# start of The input
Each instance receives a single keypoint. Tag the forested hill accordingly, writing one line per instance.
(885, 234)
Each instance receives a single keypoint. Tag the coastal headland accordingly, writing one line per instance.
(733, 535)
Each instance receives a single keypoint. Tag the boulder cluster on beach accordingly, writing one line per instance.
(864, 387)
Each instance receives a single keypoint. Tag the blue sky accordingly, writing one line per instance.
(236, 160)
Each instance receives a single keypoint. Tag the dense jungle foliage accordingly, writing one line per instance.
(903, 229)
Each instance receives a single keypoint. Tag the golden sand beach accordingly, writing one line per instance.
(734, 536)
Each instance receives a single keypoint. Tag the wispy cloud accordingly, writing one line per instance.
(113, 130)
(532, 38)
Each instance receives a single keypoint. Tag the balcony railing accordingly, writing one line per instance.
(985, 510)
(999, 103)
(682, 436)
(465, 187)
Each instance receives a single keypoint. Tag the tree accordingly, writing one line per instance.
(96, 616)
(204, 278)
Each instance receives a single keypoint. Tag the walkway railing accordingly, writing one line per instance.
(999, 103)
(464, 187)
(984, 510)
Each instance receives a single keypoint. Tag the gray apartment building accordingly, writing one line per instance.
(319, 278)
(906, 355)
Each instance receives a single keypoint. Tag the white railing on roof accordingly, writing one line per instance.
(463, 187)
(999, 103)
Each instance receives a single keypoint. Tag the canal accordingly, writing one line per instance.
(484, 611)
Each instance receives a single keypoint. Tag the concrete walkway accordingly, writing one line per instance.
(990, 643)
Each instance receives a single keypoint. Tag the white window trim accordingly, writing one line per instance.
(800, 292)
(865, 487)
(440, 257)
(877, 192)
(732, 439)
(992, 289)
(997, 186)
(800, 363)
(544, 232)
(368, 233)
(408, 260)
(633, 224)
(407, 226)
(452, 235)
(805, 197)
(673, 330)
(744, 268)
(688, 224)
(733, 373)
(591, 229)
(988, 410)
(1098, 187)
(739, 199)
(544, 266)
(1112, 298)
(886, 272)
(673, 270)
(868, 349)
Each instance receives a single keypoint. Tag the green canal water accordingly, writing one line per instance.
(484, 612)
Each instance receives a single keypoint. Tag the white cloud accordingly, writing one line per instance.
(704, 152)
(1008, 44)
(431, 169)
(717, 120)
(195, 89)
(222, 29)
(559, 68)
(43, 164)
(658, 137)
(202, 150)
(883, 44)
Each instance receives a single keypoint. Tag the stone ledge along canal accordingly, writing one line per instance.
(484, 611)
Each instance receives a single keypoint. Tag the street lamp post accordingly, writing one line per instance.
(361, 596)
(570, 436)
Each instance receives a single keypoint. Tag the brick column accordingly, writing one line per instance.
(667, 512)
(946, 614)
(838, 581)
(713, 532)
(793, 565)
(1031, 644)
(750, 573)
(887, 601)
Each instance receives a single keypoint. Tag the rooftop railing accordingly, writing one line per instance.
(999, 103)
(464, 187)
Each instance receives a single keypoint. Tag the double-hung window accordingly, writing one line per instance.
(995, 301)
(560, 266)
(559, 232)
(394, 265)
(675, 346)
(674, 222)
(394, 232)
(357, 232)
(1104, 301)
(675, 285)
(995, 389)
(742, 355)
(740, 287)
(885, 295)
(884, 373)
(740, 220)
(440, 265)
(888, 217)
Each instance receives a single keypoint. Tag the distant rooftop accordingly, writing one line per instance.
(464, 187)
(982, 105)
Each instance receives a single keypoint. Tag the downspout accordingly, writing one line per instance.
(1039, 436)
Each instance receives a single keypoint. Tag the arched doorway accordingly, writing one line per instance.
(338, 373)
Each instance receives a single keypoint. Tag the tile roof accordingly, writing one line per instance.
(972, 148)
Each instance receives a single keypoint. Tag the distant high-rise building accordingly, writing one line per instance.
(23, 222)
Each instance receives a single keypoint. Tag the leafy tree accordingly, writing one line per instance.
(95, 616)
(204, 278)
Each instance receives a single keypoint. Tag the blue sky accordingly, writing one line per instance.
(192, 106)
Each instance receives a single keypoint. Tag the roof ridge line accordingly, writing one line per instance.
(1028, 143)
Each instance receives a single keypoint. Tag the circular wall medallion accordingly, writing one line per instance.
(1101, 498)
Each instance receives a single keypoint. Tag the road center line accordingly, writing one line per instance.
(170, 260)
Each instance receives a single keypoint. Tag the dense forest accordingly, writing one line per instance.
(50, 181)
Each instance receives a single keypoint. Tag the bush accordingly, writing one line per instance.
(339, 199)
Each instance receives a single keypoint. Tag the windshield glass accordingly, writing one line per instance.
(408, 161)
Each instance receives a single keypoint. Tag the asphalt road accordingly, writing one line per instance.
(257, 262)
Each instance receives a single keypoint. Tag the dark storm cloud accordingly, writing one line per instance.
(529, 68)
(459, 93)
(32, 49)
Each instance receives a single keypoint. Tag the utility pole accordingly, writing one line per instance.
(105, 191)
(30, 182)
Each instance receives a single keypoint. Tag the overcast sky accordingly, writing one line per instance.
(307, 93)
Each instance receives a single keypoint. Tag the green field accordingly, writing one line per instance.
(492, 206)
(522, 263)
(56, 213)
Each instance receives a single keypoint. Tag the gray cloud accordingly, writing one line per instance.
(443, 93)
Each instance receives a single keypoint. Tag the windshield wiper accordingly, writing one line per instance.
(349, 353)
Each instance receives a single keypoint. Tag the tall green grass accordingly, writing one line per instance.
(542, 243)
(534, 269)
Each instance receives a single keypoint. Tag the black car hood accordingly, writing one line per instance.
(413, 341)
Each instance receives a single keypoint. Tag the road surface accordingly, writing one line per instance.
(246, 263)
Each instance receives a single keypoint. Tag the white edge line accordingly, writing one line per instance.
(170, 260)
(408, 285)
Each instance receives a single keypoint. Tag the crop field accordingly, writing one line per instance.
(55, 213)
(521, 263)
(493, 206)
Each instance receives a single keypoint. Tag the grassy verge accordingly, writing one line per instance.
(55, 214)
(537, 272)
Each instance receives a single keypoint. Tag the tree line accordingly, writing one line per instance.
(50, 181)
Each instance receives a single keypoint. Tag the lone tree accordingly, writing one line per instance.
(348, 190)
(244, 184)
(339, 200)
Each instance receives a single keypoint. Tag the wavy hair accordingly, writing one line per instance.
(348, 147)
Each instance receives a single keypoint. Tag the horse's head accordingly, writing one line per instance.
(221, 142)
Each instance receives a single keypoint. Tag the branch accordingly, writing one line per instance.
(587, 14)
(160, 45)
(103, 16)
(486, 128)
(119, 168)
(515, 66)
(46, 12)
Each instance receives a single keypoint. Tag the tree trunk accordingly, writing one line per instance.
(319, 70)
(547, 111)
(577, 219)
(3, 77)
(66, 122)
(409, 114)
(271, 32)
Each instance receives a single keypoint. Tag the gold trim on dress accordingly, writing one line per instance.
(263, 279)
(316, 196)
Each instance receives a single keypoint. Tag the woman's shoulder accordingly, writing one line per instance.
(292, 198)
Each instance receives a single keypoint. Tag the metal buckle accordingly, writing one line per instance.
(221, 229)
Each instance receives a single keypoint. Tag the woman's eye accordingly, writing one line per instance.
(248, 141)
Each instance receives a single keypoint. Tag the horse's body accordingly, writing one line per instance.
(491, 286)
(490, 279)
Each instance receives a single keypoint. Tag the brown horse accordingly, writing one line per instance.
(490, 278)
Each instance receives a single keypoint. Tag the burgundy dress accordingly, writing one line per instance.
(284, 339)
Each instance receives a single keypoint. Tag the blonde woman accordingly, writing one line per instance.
# end of The input
_Stated problem_
Put every line of all the items above into a Markdown table with the columns "Row" and "Text", numbering each row and leaving out any blank lines.

_Solution_
| Row | Text |
|---|---|
| 1 | Each instance receives a single keypoint. Tag the forested hill accordingly, writing one line per instance. |
| 2 | (885, 234) |
| 3 | Each instance receives a single keypoint. Tag the coastal headland accordingly, writing one line per instance. |
| 4 | (733, 535) |
| 5 | Each instance receives a single keypoint. Tag the boulder cluster on beach accordingly, writing one line per instance. |
| 6 | (864, 387) |
| 7 | Each instance receives a single keypoint. Tag the blue sky accordingly, writing one line per instance. |
| 8 | (236, 160) |
| 9 | Each instance receives a single keypoint. Tag the dense jungle foliage accordingly, writing one line per instance. |
| 10 | (903, 229) |
| 11 | Each instance receives a single keypoint. Tag the golden sand beach accordingly, writing one line per instance. |
| 12 | (734, 536) |
| 13 | Each instance receives a single keypoint. Tag the wispy cloud accordingly, writing one line per instance. |
| 14 | (113, 130) |
| 15 | (532, 38) |
| 16 | Each instance receives a single keypoint. Tag the balcony railing accordingly, writing one line per instance. |
| 17 | (985, 510) |
| 18 | (999, 103) |
| 19 | (682, 436) |
| 20 | (465, 187) |
| 21 | Each instance receives a single keypoint. Tag the tree accordingly, writing one line per instance. |
| 22 | (96, 616) |
| 23 | (204, 278) |
| 24 | Each instance receives a single keypoint. Tag the walkway railing accordingly, writing one line per instance. |
| 25 | (999, 103) |
| 26 | (464, 187) |
| 27 | (984, 510) |
| 28 | Each instance receives a single keypoint. Tag the gray apartment building accordingly, writing one line per instance. |
| 29 | (319, 278) |
| 30 | (906, 355) |
| 31 | Each instance receives a single keypoint. Tag the white railing on roof accordingly, writing one line per instance. |
| 32 | (463, 187) |
| 33 | (999, 103) |
| 34 | Each instance receives a single keypoint. Tag the canal accordingly, writing one line per instance. |
| 35 | (484, 611) |
| 36 | Each instance receives a single keypoint. Tag the concrete walkway accordingly, writing one line per instance. |
| 37 | (990, 643) |
| 38 | Each instance receives a single keypoint. Tag the white window trim accordingly, writing one line per instance. |
| 39 | (800, 292) |
| 40 | (865, 487) |
| 41 | (440, 257) |
| 42 | (877, 192) |
| 43 | (732, 439) |
| 44 | (992, 289) |
| 45 | (997, 186) |
| 46 | (800, 363) |
| 47 | (544, 232) |
| 48 | (368, 233) |
| 49 | (408, 260) |
| 50 | (633, 224) |
| 51 | (407, 226) |
| 52 | (452, 235) |
| 53 | (805, 197) |
| 54 | (673, 330) |
| 55 | (744, 268) |
| 56 | (688, 224) |
| 57 | (733, 373) |
| 58 | (591, 229) |
| 59 | (988, 410) |
| 60 | (1098, 187) |
| 61 | (739, 199) |
| 62 | (544, 266) |
| 63 | (1112, 298) |
| 64 | (886, 272) |
| 65 | (673, 270) |
| 66 | (868, 349) |
| 67 | Each instance receives a single keypoint. Tag the green canal water accordingly, writing one line per instance. |
| 68 | (484, 612) |
| 69 | Each instance receives a single keypoint. Tag the white cloud accordingly, writing one line per instance. |
| 70 | (704, 152) |
| 71 | (1008, 44) |
| 72 | (431, 169) |
| 73 | (717, 120) |
| 74 | (195, 89) |
| 75 | (222, 29) |
| 76 | (559, 68) |
| 77 | (43, 164) |
| 78 | (658, 137) |
| 79 | (202, 150) |
| 80 | (883, 44) |
| 81 | Each instance receives a single keypoint. Tag the stone ledge along canal accordingly, writing one line per instance. |
| 82 | (484, 611) |
| 83 | Each instance receives a single keypoint. Tag the street lamp post accordingly, writing one line per instance. |
| 84 | (361, 596) |
| 85 | (570, 436) |
| 86 | Each instance receives a single keypoint. Tag the brick column accordingly, writing one line per instance. |
| 87 | (667, 512) |
| 88 | (946, 614) |
| 89 | (838, 581) |
| 90 | (713, 532) |
| 91 | (793, 565) |
| 92 | (1031, 644) |
| 93 | (750, 573) |
| 94 | (887, 601) |
| 95 | Each instance receives a single keypoint. Tag the rooftop railing accordingly, writing one line per instance. |
| 96 | (999, 103) |
| 97 | (464, 187) |
| 98 | Each instance receives a single keypoint. Tag the double-hung window accordingly, writing one line per instance. |
| 99 | (995, 301) |
| 100 | (560, 266) |
| 101 | (559, 232) |
| 102 | (394, 265) |
| 103 | (675, 346) |
| 104 | (674, 222) |
| 105 | (394, 232) |
| 106 | (357, 232) |
| 107 | (1104, 301) |
| 108 | (675, 285) |
| 109 | (995, 389) |
| 110 | (742, 355) |
| 111 | (740, 287) |
| 112 | (885, 295) |
| 113 | (884, 373) |
| 114 | (740, 220) |
| 115 | (440, 265) |
| 116 | (888, 217) |
| 117 | Each instance receives a single keypoint. Tag the distant rooftop accordingly, writing one line per instance. |
| 118 | (464, 187) |
| 119 | (982, 105) |
| 120 | Each instance receives a single keypoint. Tag the downspout accordingly, writing one line per instance. |
| 121 | (1039, 436) |
| 122 | Each instance receives a single keypoint. Tag the arched doorway accordingly, writing one line per instance. |
| 123 | (338, 373) |
| 124 | Each instance receives a single keypoint. Tag the tile roof accordingly, writing one line per instance. |
| 125 | (972, 148) |
| 126 | Each instance receives a single keypoint. Tag the distant high-rise building accordingly, writing one line per instance. |
| 127 | (23, 222) |
| 128 | Each instance receives a single keypoint. Tag the leafy tree accordingly, writing one line per instance. |
| 129 | (95, 616) |
| 130 | (204, 278) |
| 131 | Each instance receives a single keypoint. Tag the blue sky accordingly, writing one line per instance. |
| 132 | (192, 106) |
| 133 | Each instance receives a single keypoint. Tag the roof ridge line accordingly, writing one line per instance. |
| 134 | (1028, 143) |
| 135 | Each instance receives a single keypoint. Tag the circular wall medallion accordingly, writing one line per instance. |
| 136 | (1101, 498) |
| 137 | Each instance receives a single keypoint. Tag the road center line accordingly, writing one line per instance. |
| 138 | (170, 260) |
| 139 | Each instance receives a single keypoint. Tag the dense forest accordingly, writing one line per instance. |
| 140 | (50, 181) |
| 141 | Each instance receives a single keypoint. Tag the bush accordingly, writing one line per instance. |
| 142 | (339, 199) |
| 143 | Each instance receives a single keypoint. Tag the windshield glass accordingly, writing one line per instance. |
| 144 | (408, 161) |
| 145 | Each instance receives a single keypoint. Tag the asphalt road accordingly, writing one line per instance. |
| 146 | (257, 262) |
| 147 | Each instance receives a single keypoint. Tag the dark storm cloud accordingly, writing one line per instance. |
| 148 | (529, 68) |
| 149 | (459, 93) |
| 150 | (32, 49) |
| 151 | Each instance receives a single keypoint. Tag the utility pole accordingly, writing one line per instance. |
| 152 | (105, 191) |
| 153 | (30, 182) |
| 154 | Each instance receives a single keypoint. Tag the overcast sky accordingly, writing one line per instance. |
| 155 | (307, 93) |
| 156 | Each instance receives a single keypoint. Tag the green field accordingly, writing one line per instance. |
| 157 | (492, 206) |
| 158 | (522, 263) |
| 159 | (56, 213) |
| 160 | Each instance receives a single keypoint. Tag the gray cloud accordingly, writing one line per instance. |
| 161 | (443, 93) |
| 162 | Each instance receives a single keypoint. Tag the windshield wiper accordingly, writing one line per instance. |
| 163 | (349, 353) |
| 164 | Each instance receives a single keypoint. Tag the tall green grass accordingly, writing one line per instance. |
| 165 | (542, 243) |
| 166 | (534, 269) |
| 167 | Each instance receives a single keypoint. Tag the black car hood accordingly, writing one line per instance. |
| 168 | (413, 341) |
| 169 | Each instance receives a single keypoint. Tag the road surface accordingly, writing one line per instance. |
| 170 | (246, 263) |
| 171 | Each instance receives a single keypoint. Tag the white edge line accordingly, writing one line per instance. |
| 172 | (170, 260) |
| 173 | (408, 285) |
| 174 | Each instance receives a single keypoint. Tag the crop field accordingly, writing one line per instance. |
| 175 | (55, 213) |
| 176 | (521, 263) |
| 177 | (493, 206) |
| 178 | Each instance receives a single keypoint. Tag the grassy verge accordingly, writing one line per instance. |
| 179 | (55, 214) |
| 180 | (537, 272) |
| 181 | Each instance receives a single keypoint. Tag the tree line accordingly, writing one line per instance. |
| 182 | (50, 181) |
| 183 | Each instance receives a single keypoint. Tag the lone tree accordingly, writing one line per instance. |
| 184 | (348, 190) |
| 185 | (244, 184) |
| 186 | (339, 200) |
| 187 | Each instance receives a single keypoint. Tag the wavy hair accordingly, writing one line per instance. |
| 188 | (348, 147) |
| 189 | Each instance receives a single keypoint. Tag the horse's head accordingly, writing one line per instance. |
| 190 | (221, 142) |
| 191 | Each instance receives a single keypoint. Tag the branch accordingly, writing one line per instance. |
| 192 | (587, 14) |
| 193 | (160, 45) |
| 194 | (103, 16) |
| 195 | (486, 128) |
| 196 | (119, 168) |
| 197 | (515, 66) |
| 198 | (46, 12) |
| 199 | Each instance receives a single keypoint. Tag the tree trunk accordingly, writing one line per instance. |
| 200 | (319, 70) |
| 201 | (547, 111) |
| 202 | (577, 219) |
| 203 | (3, 77) |
| 204 | (66, 122) |
| 205 | (409, 114) |
| 206 | (271, 32) |
| 207 | Each instance receives a single keypoint. Tag the gold trim on dress accordingly, writing one line per instance. |
| 208 | (263, 279) |
| 209 | (316, 196) |
| 210 | Each instance receives a single keypoint. Tag the woman's shoulder accordingly, writing one line per instance. |
| 211 | (292, 198) |
| 212 | Each instance receives a single keypoint. Tag the metal buckle accordingly, writing one line per instance. |
| 213 | (221, 229) |
| 214 | Each instance receives a single keypoint. Tag the woman's eye accordingly, writing one line per instance. |
| 215 | (248, 141) |
| 216 | Each instance receives a single keypoint. Tag the horse's body accordingly, writing one line per instance. |
| 217 | (491, 286) |
| 218 | (490, 279) |
| 219 | Each instance receives a single keypoint. Tag the brown horse accordingly, writing one line per instance. |
| 220 | (490, 278) |
| 221 | Each instance receives a single keypoint. Tag the burgundy dress accordingly, writing one line per instance. |
| 222 | (284, 339) |
| 223 | Each instance receives a single keypoint. Tag the blonde woman accordingly, writing one line per instance. |